Work to do: Copy the material from the line that has "Segment tan fire" through the line that has "[434,99,521,211]", substituting "high-visibility" for every "hi-vis" and keeping all else the same.

Items from a dataset:
=====

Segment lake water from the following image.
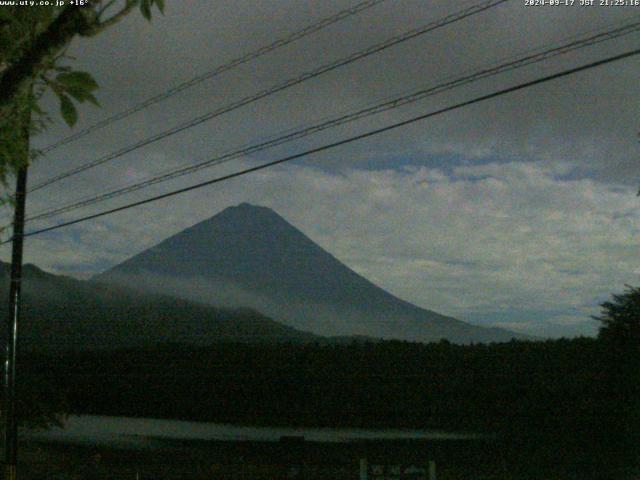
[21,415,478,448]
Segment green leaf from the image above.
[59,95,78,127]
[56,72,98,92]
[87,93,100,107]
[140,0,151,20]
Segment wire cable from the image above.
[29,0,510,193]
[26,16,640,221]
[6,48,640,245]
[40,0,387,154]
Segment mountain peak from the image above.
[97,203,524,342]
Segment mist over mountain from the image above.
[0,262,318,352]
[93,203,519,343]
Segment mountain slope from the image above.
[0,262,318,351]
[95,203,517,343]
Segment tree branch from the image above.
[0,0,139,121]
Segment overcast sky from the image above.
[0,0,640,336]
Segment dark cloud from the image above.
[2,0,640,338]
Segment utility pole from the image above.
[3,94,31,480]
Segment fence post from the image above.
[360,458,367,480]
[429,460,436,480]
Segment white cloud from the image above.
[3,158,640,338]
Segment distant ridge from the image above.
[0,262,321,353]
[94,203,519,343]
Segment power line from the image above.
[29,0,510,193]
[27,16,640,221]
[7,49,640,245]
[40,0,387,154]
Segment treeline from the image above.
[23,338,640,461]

=====

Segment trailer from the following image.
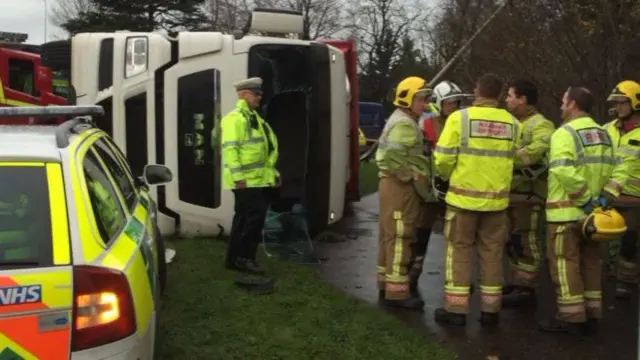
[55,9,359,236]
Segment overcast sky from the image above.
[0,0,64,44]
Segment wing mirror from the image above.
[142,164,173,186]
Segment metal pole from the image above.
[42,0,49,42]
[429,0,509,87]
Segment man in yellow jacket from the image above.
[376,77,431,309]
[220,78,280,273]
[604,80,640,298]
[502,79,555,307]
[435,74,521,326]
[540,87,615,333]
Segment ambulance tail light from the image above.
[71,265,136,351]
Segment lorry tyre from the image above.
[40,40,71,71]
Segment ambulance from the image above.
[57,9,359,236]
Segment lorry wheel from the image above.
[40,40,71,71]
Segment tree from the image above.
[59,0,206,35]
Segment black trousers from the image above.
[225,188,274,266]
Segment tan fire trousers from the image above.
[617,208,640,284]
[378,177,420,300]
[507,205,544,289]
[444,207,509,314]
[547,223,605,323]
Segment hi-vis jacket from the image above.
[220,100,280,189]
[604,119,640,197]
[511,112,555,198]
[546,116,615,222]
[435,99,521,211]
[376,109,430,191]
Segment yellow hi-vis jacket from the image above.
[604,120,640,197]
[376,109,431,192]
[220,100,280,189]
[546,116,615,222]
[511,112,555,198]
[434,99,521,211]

=====

Correct response:
Segment tan fire trousers from the image above.
[617,208,640,284]
[378,177,420,300]
[507,205,544,289]
[444,207,509,314]
[547,223,605,323]
Segment high-visibility jacket from the image above.
[220,100,280,189]
[604,119,640,197]
[511,112,555,198]
[546,116,615,222]
[435,99,521,211]
[376,109,430,191]
Segment yellow high-visibility jacket from the image above.
[604,120,640,197]
[376,109,431,192]
[220,100,280,189]
[546,116,615,222]
[511,112,555,198]
[434,99,521,211]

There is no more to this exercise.